* [WHAT TO WORK ON]:
Output each of the entries below word for word, with no changes of any kind.

* [MATERIAL SHOWN]:
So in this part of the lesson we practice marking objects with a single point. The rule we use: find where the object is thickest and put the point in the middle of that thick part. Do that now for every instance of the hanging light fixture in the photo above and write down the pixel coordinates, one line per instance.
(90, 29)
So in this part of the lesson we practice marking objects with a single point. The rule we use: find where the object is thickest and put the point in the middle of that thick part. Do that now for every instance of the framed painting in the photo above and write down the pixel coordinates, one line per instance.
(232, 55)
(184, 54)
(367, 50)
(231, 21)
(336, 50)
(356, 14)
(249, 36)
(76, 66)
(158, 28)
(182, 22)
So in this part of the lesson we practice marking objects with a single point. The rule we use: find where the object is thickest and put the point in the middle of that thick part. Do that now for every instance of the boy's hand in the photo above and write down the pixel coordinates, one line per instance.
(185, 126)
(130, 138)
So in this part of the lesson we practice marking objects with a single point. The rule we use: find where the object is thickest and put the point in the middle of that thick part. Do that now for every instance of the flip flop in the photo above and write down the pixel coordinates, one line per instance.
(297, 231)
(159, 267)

* [TASK RESULT]:
So in this part of the lesson we practice marking objects with a single point. The rule we use: find where the object is thickest and put the point in the middle of that thick part. Do that now for every instance of the hanging light fixture in the photo above and write down the pixel coordinates, one line per instance.
(90, 29)
So in this part of the lesson we practice marking objects with a single point. The rule we use: find where the object is thickest and put the point in the middle of that thick part. Do that now for every instance of the framed painting in the photo above and write down the pixel coordinates, one line per instance.
(232, 55)
(184, 54)
(367, 50)
(231, 21)
(336, 50)
(356, 14)
(249, 36)
(76, 66)
(158, 28)
(182, 22)
So in this part of the lesson we practice marking objects with a single point. The rule we use: find where the object is thickest and put the point in the middle of that thick part. Do that now for every instance of the boy's hand in the photo above and write down the pixel coordinates, one line per instance.
(185, 126)
(130, 138)
So in this part of the lesson we practice marking objects with a single point. The rule we use: find where the object is thickest and put the point in the middle of that thick part. Do that now for every instance of the flip flop in the photo above and write down the pixel coordinates, one line per instance.
(297, 231)
(159, 267)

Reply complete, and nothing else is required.